START DATASET ENTRIES

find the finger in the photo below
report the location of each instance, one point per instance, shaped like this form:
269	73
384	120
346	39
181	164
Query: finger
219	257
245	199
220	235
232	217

END DATASET ENTRIES

WHAT THIS TASK INVOLVES:
Would you output all the records above exactly as written?

THE COMPLETED TASK:
find the finger in the photo below
report the location of each instance, one point per instance, shaped like this form:
269	73
384	120
346	39
181	164
Query: finger
219	257
245	199
220	235
232	217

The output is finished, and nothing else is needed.